• EXERCISE DESCRIPTION: Repeat each record that follows, keeping it identical.

——————

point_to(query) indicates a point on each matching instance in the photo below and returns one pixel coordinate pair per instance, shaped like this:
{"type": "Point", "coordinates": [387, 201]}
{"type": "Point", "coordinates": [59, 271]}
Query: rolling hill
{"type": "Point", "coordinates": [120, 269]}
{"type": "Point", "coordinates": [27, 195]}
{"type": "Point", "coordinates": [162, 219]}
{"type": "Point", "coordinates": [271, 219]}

——————

• FINISHED TASK:
point_to(query) indicates a point on each matching instance in the photo below and returns one pixel coordinate pair per instance, shaped like this:
{"type": "Point", "coordinates": [387, 201]}
{"type": "Point", "coordinates": [59, 271]}
Query: rolling hill
{"type": "Point", "coordinates": [120, 269]}
{"type": "Point", "coordinates": [27, 195]}
{"type": "Point", "coordinates": [162, 219]}
{"type": "Point", "coordinates": [271, 219]}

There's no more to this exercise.